--- start Information provided ---

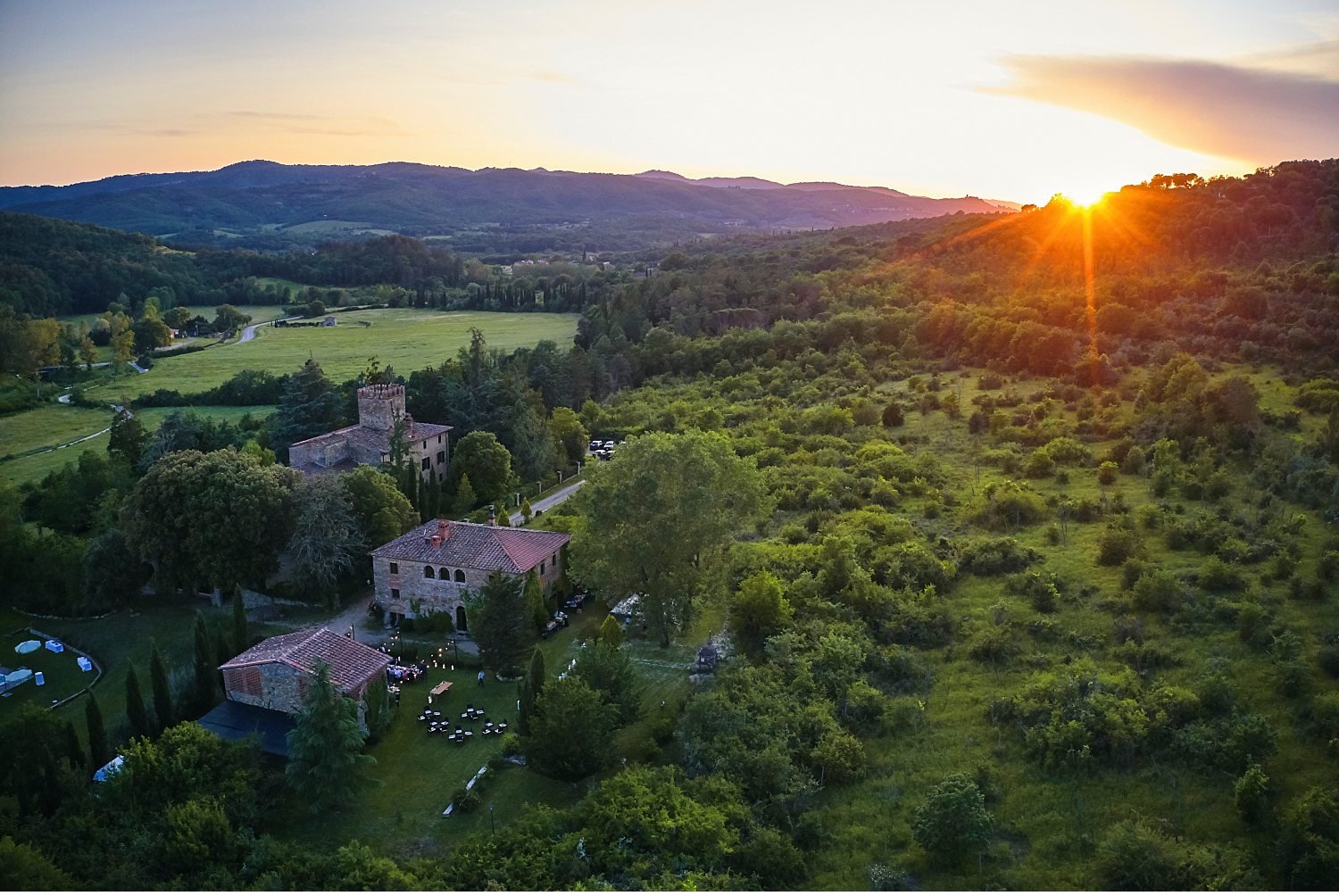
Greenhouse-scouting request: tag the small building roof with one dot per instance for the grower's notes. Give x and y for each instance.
(235, 721)
(471, 545)
(378, 441)
(353, 665)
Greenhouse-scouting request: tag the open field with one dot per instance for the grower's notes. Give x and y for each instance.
(54, 425)
(259, 313)
(401, 337)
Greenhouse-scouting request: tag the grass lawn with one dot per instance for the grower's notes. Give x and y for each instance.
(406, 339)
(62, 673)
(118, 642)
(417, 773)
(59, 423)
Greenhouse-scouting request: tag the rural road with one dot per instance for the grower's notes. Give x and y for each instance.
(249, 332)
(552, 502)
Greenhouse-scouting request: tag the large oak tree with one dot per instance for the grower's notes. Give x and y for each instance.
(213, 519)
(655, 516)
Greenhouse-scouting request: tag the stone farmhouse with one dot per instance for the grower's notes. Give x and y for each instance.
(276, 674)
(369, 441)
(430, 569)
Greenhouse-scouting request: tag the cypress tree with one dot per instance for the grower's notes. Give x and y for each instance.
(530, 689)
(241, 638)
(535, 599)
(465, 497)
(204, 668)
(163, 711)
(136, 711)
(74, 751)
(98, 751)
(324, 748)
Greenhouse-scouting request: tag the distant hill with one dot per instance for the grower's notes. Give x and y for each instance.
(265, 197)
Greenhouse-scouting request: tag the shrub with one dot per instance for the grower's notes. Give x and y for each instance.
(995, 556)
(953, 821)
(1157, 590)
(1117, 544)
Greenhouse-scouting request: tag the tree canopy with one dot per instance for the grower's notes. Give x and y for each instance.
(656, 513)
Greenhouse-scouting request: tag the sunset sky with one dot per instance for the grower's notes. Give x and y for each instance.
(991, 98)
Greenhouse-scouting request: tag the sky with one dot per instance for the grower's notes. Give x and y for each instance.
(993, 98)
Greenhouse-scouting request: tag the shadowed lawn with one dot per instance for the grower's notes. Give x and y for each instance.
(417, 773)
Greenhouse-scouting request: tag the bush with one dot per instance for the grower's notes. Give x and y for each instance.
(1116, 545)
(995, 556)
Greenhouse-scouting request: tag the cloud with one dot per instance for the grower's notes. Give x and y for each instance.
(1232, 112)
(326, 125)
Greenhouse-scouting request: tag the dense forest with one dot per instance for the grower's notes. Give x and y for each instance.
(1028, 560)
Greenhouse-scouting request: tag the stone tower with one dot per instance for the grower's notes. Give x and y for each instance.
(379, 406)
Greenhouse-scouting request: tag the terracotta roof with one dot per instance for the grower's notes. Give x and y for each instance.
(370, 439)
(471, 545)
(353, 665)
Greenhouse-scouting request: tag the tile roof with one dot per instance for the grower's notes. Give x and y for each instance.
(370, 439)
(471, 545)
(353, 665)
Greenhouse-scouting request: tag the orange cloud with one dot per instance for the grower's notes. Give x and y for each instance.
(1231, 112)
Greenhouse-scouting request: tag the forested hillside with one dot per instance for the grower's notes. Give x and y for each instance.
(1030, 583)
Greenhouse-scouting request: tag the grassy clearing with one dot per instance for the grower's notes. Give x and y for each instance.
(61, 671)
(1047, 821)
(59, 425)
(118, 642)
(401, 337)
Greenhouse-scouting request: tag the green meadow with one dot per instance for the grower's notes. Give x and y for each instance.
(406, 339)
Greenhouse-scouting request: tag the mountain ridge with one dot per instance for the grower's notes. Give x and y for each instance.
(260, 195)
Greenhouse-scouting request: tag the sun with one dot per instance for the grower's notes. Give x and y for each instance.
(1086, 197)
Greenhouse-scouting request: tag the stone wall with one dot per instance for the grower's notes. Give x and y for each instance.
(379, 406)
(420, 595)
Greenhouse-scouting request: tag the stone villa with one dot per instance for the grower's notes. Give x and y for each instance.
(369, 441)
(430, 568)
(267, 684)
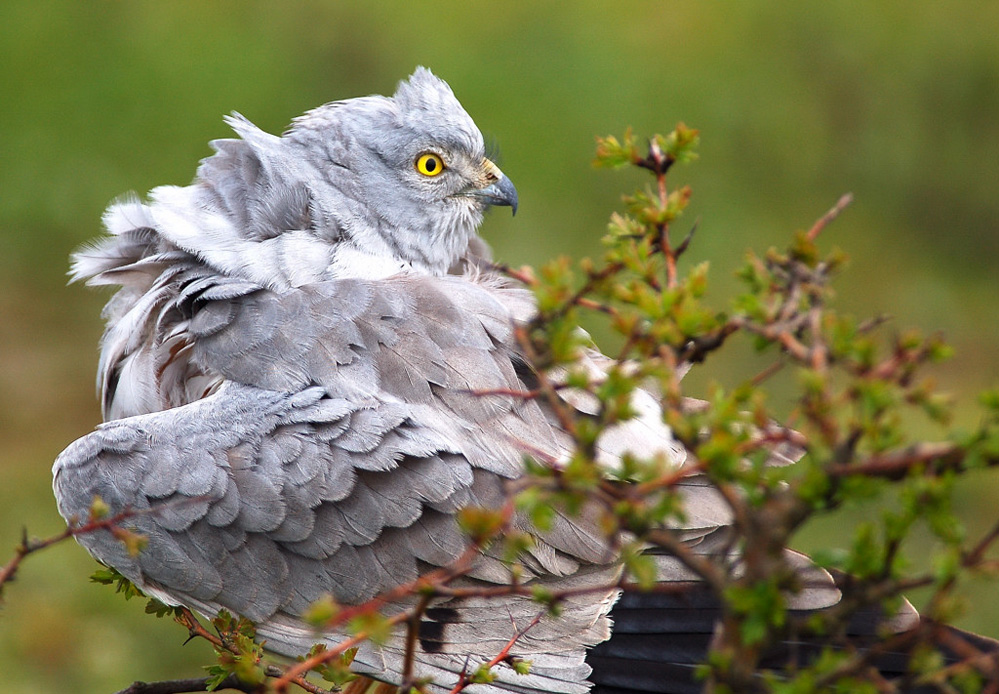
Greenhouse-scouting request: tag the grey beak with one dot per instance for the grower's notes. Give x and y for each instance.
(502, 192)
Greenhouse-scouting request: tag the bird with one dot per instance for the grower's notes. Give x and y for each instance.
(310, 366)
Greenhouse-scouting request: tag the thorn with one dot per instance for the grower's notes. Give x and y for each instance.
(686, 240)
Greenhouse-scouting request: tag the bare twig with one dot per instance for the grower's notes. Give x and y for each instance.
(829, 216)
(194, 684)
(464, 679)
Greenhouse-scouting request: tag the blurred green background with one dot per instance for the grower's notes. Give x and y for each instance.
(797, 103)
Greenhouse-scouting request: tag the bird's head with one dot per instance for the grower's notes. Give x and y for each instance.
(406, 175)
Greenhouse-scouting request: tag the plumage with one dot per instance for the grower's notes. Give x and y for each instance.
(291, 378)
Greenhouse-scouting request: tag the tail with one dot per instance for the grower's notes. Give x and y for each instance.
(659, 640)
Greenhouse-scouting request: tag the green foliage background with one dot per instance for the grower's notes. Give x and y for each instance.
(797, 103)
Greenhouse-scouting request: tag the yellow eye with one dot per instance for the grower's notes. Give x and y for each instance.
(429, 164)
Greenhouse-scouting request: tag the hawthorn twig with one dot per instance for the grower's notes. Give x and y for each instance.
(464, 680)
(829, 216)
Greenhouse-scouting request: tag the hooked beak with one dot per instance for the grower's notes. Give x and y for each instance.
(500, 191)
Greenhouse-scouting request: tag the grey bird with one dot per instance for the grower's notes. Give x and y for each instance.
(289, 377)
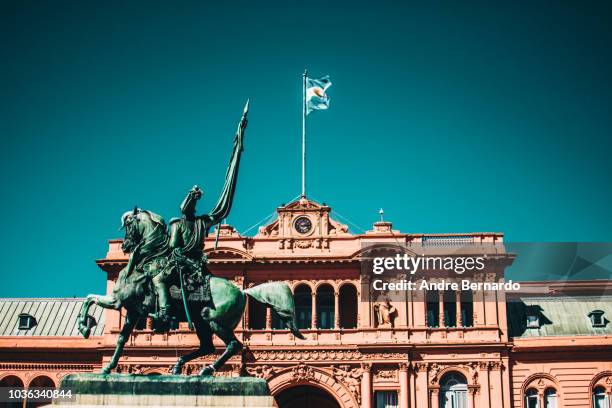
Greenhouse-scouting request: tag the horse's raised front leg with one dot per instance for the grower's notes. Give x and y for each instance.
(233, 347)
(206, 346)
(124, 335)
(107, 302)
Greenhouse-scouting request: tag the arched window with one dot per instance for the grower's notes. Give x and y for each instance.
(12, 381)
(600, 398)
(531, 398)
(450, 308)
(40, 382)
(257, 314)
(467, 308)
(453, 391)
(348, 306)
(303, 306)
(325, 307)
(550, 398)
(433, 308)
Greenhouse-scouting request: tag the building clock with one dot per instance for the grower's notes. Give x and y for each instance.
(303, 225)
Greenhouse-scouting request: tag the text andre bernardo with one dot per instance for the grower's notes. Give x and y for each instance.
(405, 264)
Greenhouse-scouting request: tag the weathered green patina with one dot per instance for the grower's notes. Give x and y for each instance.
(131, 384)
(159, 259)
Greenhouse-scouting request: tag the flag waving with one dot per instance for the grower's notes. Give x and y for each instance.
(316, 98)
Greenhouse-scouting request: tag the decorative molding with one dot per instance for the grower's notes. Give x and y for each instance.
(261, 371)
(302, 372)
(46, 367)
(350, 377)
(314, 355)
(385, 375)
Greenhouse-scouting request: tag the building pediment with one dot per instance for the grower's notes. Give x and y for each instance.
(303, 221)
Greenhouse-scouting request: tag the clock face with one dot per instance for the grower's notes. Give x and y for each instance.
(303, 225)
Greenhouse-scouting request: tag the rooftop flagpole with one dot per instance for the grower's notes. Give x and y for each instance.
(304, 134)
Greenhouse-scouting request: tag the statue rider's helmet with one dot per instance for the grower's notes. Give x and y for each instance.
(189, 203)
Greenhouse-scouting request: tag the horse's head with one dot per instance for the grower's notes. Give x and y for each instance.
(134, 229)
(141, 224)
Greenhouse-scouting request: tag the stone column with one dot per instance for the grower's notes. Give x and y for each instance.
(484, 385)
(404, 396)
(268, 318)
(435, 398)
(245, 318)
(496, 382)
(472, 398)
(421, 391)
(313, 320)
(505, 374)
(366, 385)
(441, 308)
(336, 310)
(458, 308)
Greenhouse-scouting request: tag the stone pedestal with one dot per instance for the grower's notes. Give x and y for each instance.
(128, 390)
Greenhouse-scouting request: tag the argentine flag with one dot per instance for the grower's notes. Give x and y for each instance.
(316, 98)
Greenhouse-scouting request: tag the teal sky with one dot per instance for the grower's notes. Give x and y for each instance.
(453, 117)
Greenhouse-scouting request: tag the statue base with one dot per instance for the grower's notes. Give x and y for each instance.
(130, 390)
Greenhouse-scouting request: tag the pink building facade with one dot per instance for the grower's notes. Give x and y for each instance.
(484, 350)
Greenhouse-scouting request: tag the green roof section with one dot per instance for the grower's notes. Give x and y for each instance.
(559, 316)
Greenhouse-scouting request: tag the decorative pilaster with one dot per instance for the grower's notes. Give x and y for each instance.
(336, 310)
(458, 308)
(313, 321)
(366, 385)
(404, 395)
(268, 318)
(441, 308)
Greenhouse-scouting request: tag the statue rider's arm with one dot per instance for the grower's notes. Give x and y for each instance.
(224, 204)
(176, 239)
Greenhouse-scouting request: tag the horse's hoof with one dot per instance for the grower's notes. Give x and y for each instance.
(207, 371)
(84, 330)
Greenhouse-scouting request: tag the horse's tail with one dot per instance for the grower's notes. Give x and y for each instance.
(278, 296)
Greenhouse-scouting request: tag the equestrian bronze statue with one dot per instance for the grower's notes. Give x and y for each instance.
(167, 277)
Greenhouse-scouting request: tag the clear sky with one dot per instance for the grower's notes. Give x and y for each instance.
(452, 116)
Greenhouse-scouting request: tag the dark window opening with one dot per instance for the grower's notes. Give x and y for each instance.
(325, 307)
(303, 306)
(450, 308)
(467, 308)
(348, 307)
(433, 308)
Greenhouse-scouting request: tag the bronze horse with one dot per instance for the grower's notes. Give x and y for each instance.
(146, 239)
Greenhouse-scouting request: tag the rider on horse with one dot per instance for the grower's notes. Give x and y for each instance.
(187, 235)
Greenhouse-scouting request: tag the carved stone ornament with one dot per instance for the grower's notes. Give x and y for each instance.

--- end Information provided ---

● **Task statement**: Shift every coordinate in the answers by adding 107 to each x and y, and write out the material again with its requests, from the start of the material up to and including the line containing "(1117, 544)". Leave the pictures out.

● **Result of this exercise**:
Greenhouse-scouting request: tag the small building roof with one dot per instance for the grower's notes. Give x and y for each instance.
(342, 828)
(578, 652)
(485, 548)
(460, 772)
Greenhouse-scouting request: tag the open field with one dot per instance for the grower's notes. Give x and y for each instance.
(161, 532)
(366, 420)
(508, 444)
Greenhouse-scouting request: tag the grass lawn with one dot per instance for the grower's notes. Give x and y for each instance.
(513, 446)
(169, 780)
(225, 749)
(524, 880)
(166, 530)
Greenhouse-scouting request: tag the rural road with one dot per instance for the grower's notes. Give x and y for each instance.
(356, 439)
(659, 609)
Greenhouse-scouting request: tag the large oak tree with one dot per instance for the grower's notes. Give x and y for each instance.
(320, 626)
(762, 623)
Greenhouse-scouting request: tag the stone farmhouse with one dot per instance for the grower's notes. Give x and y for each instance.
(383, 781)
(476, 548)
(537, 676)
Greenhouse-scouting request: tag the cypress tree with one dot per instance for the grower's notes. Give x and y for each instance.
(637, 796)
(348, 745)
(642, 706)
(572, 604)
(311, 775)
(270, 818)
(243, 818)
(181, 858)
(205, 858)
(431, 855)
Greenhouse-scouting request: tag the distant hill with one dot per instance for the grower's notes. Give x and y for each instance.
(372, 304)
Greenhouse-scouting request: tag the shrub with one dot per instance for the grower's notes. Give x and y for each instance.
(1102, 663)
(1060, 928)
(1264, 697)
(1224, 651)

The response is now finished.